Render all of the data below as a numbered list, leaving out any blank lines.

Excerpts of labeled region data

*-*-*

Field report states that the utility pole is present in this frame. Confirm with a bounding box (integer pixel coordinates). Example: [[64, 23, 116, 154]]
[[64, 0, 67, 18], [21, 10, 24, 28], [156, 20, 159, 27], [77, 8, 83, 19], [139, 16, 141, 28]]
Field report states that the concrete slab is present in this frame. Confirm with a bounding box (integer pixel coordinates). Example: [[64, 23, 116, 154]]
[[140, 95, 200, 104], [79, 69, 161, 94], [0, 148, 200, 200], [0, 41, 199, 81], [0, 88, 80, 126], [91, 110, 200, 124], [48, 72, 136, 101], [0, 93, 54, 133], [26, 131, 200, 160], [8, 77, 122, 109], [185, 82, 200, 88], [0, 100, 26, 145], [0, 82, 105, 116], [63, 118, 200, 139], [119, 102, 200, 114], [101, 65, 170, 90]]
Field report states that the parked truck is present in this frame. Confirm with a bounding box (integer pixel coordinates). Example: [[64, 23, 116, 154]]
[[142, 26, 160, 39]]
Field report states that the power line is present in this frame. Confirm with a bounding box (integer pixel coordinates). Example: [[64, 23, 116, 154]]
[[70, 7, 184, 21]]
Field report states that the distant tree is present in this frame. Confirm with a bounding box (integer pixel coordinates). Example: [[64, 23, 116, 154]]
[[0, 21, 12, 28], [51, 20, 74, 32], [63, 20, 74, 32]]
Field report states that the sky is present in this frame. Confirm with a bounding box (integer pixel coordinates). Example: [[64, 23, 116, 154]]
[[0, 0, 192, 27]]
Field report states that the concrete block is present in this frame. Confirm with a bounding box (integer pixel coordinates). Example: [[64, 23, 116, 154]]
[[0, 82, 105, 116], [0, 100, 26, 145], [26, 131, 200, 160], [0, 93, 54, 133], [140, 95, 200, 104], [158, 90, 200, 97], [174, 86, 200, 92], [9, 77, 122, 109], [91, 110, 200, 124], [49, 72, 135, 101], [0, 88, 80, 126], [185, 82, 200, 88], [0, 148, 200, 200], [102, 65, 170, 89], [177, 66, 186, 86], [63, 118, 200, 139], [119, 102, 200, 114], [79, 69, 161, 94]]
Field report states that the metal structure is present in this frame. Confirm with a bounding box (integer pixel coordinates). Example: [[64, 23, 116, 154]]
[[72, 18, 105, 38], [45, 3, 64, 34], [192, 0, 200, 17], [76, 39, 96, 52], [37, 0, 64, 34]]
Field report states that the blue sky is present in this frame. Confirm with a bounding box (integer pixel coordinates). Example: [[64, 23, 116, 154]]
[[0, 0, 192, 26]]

*-*-*

#### [Finished exercise]
1. Field report states that the utility pole is present in this frame. Confirm with a bounding box (integer pixel coordinates). Example: [[64, 23, 116, 154]]
2. [[64, 0, 67, 18], [21, 10, 24, 28], [156, 20, 159, 27], [77, 8, 83, 19], [139, 16, 141, 28]]
3. Field report states that the concrete slab is present in this frame. Confirm with a bounding box (integer pixel coordinates). Example: [[64, 23, 116, 154]]
4. [[140, 95, 200, 104], [79, 69, 161, 94], [0, 148, 200, 200], [0, 41, 199, 81], [0, 88, 80, 126], [91, 110, 200, 124], [48, 72, 136, 101], [0, 93, 54, 133], [26, 131, 200, 160], [8, 77, 122, 109], [185, 82, 200, 88], [0, 100, 26, 145], [0, 82, 105, 116], [63, 118, 200, 139], [119, 102, 200, 114], [101, 65, 170, 90]]
5. Field report states that the parked truck is present in this frame. Confirm with a bounding box (integer pixel coordinates). Example: [[64, 23, 116, 154]]
6. [[142, 26, 160, 39]]
7. Field report states that the power line is present in this frame. Confirm with a bounding box (integer pixel coordinates). Example: [[64, 23, 116, 154]]
8. [[70, 7, 184, 21]]
9. Field report states that the distant tree is present in this frame. Confirm with a bounding box (integer pixel coordinates). Example: [[64, 23, 116, 154]]
10. [[0, 21, 12, 28], [51, 20, 74, 32], [63, 20, 74, 32]]
11. Field report states that the sky is present in this frame. Confirm with a bounding box (integer pixel coordinates). Example: [[64, 23, 116, 154]]
12. [[0, 0, 192, 27]]
13. Field report states that the concrete block is present in this frame. Confirm with a bounding box (integer pixel coordinates). Example: [[64, 23, 116, 154]]
14. [[0, 82, 105, 116], [0, 100, 26, 145], [26, 131, 200, 160], [0, 93, 54, 133], [140, 95, 200, 104], [158, 90, 200, 97], [174, 86, 200, 92], [9, 77, 122, 109], [91, 110, 200, 124], [49, 72, 135, 101], [0, 88, 80, 126], [185, 82, 200, 88], [0, 148, 200, 200], [102, 65, 170, 89], [177, 66, 186, 86], [63, 118, 200, 139], [119, 102, 200, 114], [79, 69, 161, 94]]
15. Field report states that the metal structure is present in this frame. Confirm with a bounding box (integer pixel coordinates). Example: [[64, 23, 116, 154]]
16. [[72, 18, 105, 38], [45, 3, 64, 34], [192, 0, 200, 17], [76, 39, 96, 52], [37, 0, 64, 34]]
17. Field report states that the blue sky is present in this frame. Confirm with a bounding box (integer pixel coordinates). Example: [[64, 23, 116, 154]]
18. [[0, 0, 192, 26]]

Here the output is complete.